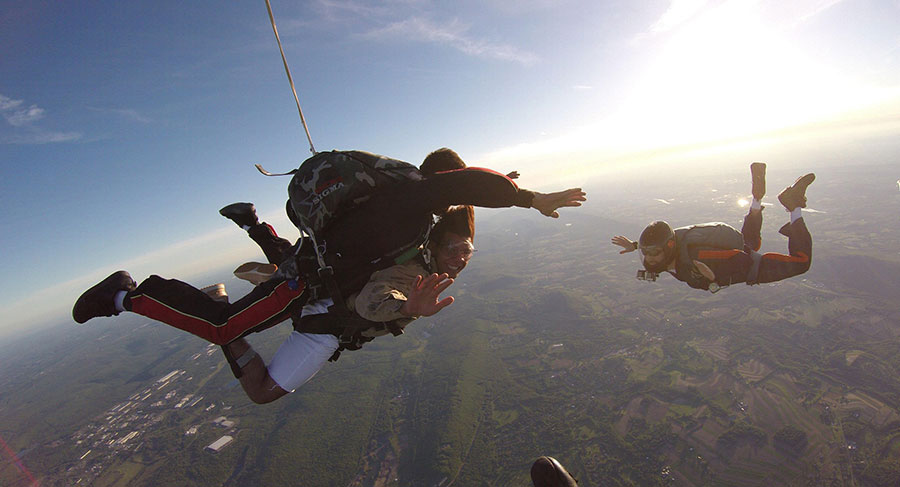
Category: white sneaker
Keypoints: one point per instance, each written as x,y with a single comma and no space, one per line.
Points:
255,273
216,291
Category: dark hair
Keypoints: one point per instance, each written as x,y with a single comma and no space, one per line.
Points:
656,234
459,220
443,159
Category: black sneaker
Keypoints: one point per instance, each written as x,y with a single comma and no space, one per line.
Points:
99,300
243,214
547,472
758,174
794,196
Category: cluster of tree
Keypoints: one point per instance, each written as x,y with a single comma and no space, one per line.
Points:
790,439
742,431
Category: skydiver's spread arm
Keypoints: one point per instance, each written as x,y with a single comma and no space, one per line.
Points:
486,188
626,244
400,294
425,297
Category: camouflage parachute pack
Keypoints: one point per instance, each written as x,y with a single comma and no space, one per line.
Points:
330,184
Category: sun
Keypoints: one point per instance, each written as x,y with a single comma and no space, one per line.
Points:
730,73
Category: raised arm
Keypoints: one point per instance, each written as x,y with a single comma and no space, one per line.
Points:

----

Whenever a line in the entries holds the word "sneaker", copy that line.

Category: white sneaker
Category: black sneaker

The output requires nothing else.